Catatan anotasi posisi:
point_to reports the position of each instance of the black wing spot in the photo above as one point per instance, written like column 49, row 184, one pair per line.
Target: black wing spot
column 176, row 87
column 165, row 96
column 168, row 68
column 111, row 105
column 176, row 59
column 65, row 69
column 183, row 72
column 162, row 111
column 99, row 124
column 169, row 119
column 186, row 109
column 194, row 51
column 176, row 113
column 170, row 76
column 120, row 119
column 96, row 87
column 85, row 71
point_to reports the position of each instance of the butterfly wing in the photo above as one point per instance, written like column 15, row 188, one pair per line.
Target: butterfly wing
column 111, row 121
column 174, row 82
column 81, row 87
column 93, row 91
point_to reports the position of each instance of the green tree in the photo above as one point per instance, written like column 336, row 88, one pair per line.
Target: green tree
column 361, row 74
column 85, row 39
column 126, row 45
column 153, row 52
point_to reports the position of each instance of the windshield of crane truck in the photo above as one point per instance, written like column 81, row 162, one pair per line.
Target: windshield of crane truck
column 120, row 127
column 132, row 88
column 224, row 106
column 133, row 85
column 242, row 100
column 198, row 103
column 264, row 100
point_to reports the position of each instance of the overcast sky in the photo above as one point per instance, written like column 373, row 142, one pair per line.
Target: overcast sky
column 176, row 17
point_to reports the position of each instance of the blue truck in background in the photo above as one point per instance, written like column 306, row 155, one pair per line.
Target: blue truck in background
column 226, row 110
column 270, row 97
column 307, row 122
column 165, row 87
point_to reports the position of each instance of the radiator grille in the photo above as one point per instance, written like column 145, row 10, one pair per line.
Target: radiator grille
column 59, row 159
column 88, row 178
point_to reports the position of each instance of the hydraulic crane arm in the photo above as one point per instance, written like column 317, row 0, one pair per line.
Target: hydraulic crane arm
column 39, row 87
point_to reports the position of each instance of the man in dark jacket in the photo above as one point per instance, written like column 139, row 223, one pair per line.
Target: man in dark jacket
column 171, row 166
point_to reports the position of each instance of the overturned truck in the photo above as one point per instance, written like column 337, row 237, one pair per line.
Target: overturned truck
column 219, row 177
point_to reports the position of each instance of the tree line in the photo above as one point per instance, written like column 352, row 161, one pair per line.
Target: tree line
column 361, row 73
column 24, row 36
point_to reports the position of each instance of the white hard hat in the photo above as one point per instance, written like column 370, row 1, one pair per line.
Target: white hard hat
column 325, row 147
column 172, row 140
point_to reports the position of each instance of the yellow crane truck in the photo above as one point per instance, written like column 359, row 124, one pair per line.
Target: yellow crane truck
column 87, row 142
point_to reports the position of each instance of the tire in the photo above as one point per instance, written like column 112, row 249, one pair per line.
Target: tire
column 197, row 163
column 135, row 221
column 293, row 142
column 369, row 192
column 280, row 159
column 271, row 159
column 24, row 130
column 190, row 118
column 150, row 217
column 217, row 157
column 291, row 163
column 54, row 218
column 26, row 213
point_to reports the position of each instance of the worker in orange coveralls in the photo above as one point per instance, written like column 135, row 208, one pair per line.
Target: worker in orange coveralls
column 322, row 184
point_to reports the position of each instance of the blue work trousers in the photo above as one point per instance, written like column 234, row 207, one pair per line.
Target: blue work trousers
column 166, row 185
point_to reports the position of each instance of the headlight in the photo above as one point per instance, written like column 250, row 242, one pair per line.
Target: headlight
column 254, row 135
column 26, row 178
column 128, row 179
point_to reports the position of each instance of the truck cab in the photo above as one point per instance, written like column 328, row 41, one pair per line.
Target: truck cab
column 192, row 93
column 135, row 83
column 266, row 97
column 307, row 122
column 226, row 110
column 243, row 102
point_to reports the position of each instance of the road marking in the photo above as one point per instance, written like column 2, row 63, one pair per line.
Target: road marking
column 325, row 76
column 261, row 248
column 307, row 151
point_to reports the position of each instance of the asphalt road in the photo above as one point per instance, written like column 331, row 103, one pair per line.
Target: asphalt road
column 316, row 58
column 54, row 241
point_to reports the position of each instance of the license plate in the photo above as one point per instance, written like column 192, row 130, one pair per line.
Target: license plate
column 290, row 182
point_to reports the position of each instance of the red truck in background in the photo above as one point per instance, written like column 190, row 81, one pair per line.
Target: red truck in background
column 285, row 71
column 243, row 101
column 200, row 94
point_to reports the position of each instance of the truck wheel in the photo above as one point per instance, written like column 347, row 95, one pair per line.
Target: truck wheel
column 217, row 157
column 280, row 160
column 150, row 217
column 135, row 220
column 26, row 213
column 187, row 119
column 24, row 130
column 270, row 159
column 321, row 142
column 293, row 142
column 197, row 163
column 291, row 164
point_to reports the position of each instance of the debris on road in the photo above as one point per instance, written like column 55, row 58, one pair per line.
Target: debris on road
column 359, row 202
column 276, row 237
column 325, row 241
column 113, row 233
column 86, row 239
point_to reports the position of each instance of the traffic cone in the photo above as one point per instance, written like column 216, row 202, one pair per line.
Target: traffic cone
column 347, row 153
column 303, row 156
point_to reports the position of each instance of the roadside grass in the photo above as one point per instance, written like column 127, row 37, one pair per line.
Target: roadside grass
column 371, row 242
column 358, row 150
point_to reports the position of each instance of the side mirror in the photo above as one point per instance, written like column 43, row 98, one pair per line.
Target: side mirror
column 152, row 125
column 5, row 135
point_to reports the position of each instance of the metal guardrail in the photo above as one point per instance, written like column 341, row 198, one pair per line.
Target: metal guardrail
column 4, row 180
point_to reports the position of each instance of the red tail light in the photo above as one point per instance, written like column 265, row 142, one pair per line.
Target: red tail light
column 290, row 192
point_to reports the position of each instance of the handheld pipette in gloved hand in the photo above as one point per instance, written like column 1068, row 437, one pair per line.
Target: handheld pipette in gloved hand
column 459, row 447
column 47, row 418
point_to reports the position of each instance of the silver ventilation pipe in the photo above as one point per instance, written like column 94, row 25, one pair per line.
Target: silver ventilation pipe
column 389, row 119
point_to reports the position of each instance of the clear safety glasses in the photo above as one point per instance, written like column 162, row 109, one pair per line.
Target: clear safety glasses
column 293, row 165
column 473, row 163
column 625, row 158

** TUJUAN **
Kutip ulang semua catatan di atas kata demi kata, tanpa perubahan apa pun.

** HASIL LATIHAN **
point_to reports the position of each instance of the black wing spot in the photo above as one point per instance, written like column 49, row 184, one pair per line.
Target: black wing spot
column 176, row 87
column 165, row 96
column 168, row 68
column 111, row 105
column 176, row 59
column 65, row 69
column 183, row 72
column 162, row 111
column 99, row 124
column 169, row 119
column 186, row 109
column 194, row 51
column 176, row 113
column 170, row 76
column 120, row 119
column 96, row 87
column 85, row 71
point_to reports the position of each instance of the butterfly wing in the photo above as one point per instance, written like column 15, row 188, one pair per line.
Target: butterfly wing
column 111, row 121
column 174, row 82
column 81, row 87
column 93, row 91
point_to reports the position of each instance of the green tree in the photo above as one point per instance, written like column 336, row 88, one pair per line.
Target: green tree
column 361, row 74
column 85, row 39
column 126, row 45
column 153, row 52
point_to reports the position of each instance of the windshield of crane truck in the photo above as one point per instance, written like column 81, row 162, one pair per line.
Target: windshield of crane truck
column 120, row 127
column 132, row 88
column 224, row 106
column 133, row 85
column 242, row 100
column 198, row 103
column 264, row 100
point_to reports the position of each instance of the overcast sky in the photo above as one point per instance, written like column 373, row 142, one pair per line.
Target: overcast sky
column 176, row 17
point_to reports the position of each instance of the blue truck in background in the photo above as one point per instance, written like column 306, row 155, one pair per line.
Target: blue truck in background
column 226, row 110
column 270, row 97
column 307, row 122
column 165, row 87
point_to reports the position of each instance of the radiator grille in the photo above as one point per instance, written like column 145, row 10, one pair per line.
Target: radiator grille
column 59, row 159
column 88, row 178
point_to reports the position of each instance of the hydraulic crane arm in the photo above as one point per instance, written like column 317, row 0, one pair per line.
Target: hydraulic crane arm
column 39, row 87
point_to reports the position of each instance of the man in dark jacket in the photo above as one point per instance, written like column 139, row 223, one pair per line.
Target: man in dark jacket
column 171, row 166
point_to reports the position of each instance of the overturned truck in the photo above as one point per instance, written like column 337, row 237, one pair per line.
Target: overturned truck
column 219, row 177
point_to reports the position of each instance of the tree line in the photo above as one point per instance, written like column 352, row 161, one pair per line.
Target: tree line
column 361, row 73
column 24, row 36
point_to reports the position of each instance of the white hard hat in the photo above as one point per instance, written like column 370, row 1, one pair per line.
Target: white hard hat
column 325, row 147
column 172, row 140
point_to reports the position of each instance of the yellow crane truck in the photo above as one point per instance, written like column 359, row 124, one pair per line.
Target: yellow crane truck
column 87, row 142
point_to reports the position of each instance of the tire in the photo above as one point per instance, written like column 112, row 249, one pair per line.
Target: tire
column 197, row 163
column 135, row 221
column 293, row 142
column 369, row 192
column 280, row 159
column 271, row 159
column 24, row 130
column 190, row 118
column 150, row 217
column 217, row 157
column 291, row 163
column 54, row 218
column 26, row 213
point_to reports the position of each instance of the worker in orange coveralls in the photo above as one point per instance, written like column 135, row 208, one pair per line.
Target: worker in orange coveralls
column 322, row 184
point_to reports the position of each instance of the blue work trousers in the photo above as one point per instance, written like column 234, row 207, one pair per line.
Target: blue work trousers
column 166, row 185
point_to reports the position of each instance of the headlight in the photo above as one point per instance, written like column 250, row 242, one pair per line.
Target: headlight
column 254, row 135
column 26, row 178
column 128, row 179
point_to reports the position of each instance of the truck cab in the photo above as one point per instance, written like column 328, row 41, one pair per line.
Target: truck cab
column 192, row 93
column 135, row 83
column 266, row 97
column 307, row 122
column 226, row 110
column 243, row 102
point_to reports the position of each instance of the road marking in the photo above as one point per instance, written like column 2, row 63, one pair per line.
Target: road marking
column 325, row 76
column 261, row 248
column 307, row 151
point_to reports the position of each instance of the asphalt road in the photo above as one point per instance, written like column 331, row 103, one pair per line.
Target: asphalt road
column 316, row 58
column 54, row 241
point_to reports the position of each instance of the license plate in the photo above as one point per instance, written like column 192, row 130, one pair per line.
Target: license plate
column 290, row 182
point_to reports the position of each instance of the red truck in background in the photo above as one point per instance, written like column 190, row 81, one pair per line.
Target: red truck in background
column 285, row 71
column 243, row 101
column 200, row 94
point_to reports the position of each instance of the truck wheel in the photo above as one point per instance, written like column 347, row 95, one pair per line.
Target: truck wheel
column 217, row 157
column 280, row 160
column 150, row 217
column 135, row 220
column 26, row 213
column 187, row 119
column 24, row 130
column 270, row 159
column 321, row 142
column 293, row 142
column 197, row 163
column 291, row 164
point_to reports the position of each instance of the debris on road in the photo above as one point per instance, written like column 55, row 58, one pair per line.
Target: debris on road
column 359, row 202
column 276, row 237
column 325, row 241
column 113, row 233
column 86, row 239
point_to reports the position of each instance of the traffic cone in the photo above as one point per instance, written like column 216, row 202, one pair per line.
Target: traffic cone
column 347, row 153
column 303, row 156
point_to reports the position of each instance of the roadside grass in the photo above as one point per instance, written like column 127, row 37, one pair per line.
Target: roadside grass
column 371, row 242
column 358, row 150
point_to reports the position of each instance of the side mirror in the photo above as one point per instance, written like column 43, row 98, one pair per line.
Target: side mirror
column 152, row 125
column 5, row 135
point_to reports the position of each instance of the metal guardrail in the photo above as one point per instance, written like column 341, row 198, one pair per line.
Target: metal guardrail
column 4, row 180
point_to reports the position of each instance of the red tail light in the photo above as one point per instance, written like column 265, row 142, one pair per line.
Target: red tail light
column 290, row 192
point_to reports the position of each instance of the handheld pipette in gloved hand in the photo above as one point per instance, written like column 1068, row 437, one pair per line.
Target: handheld pipette in gloved hand
column 459, row 447
column 47, row 418
point_to reports the position of each instance of the silver ventilation pipe in the photo above as one point per instance, written like column 94, row 25, one pair per line.
Target: silver ventilation pipe
column 389, row 119
point_to reports the position of each instance of the clear safety glasses in the photo above as one point per instance, written like column 162, row 109, one pair per line.
Target: clear safety glasses
column 293, row 165
column 473, row 163
column 625, row 158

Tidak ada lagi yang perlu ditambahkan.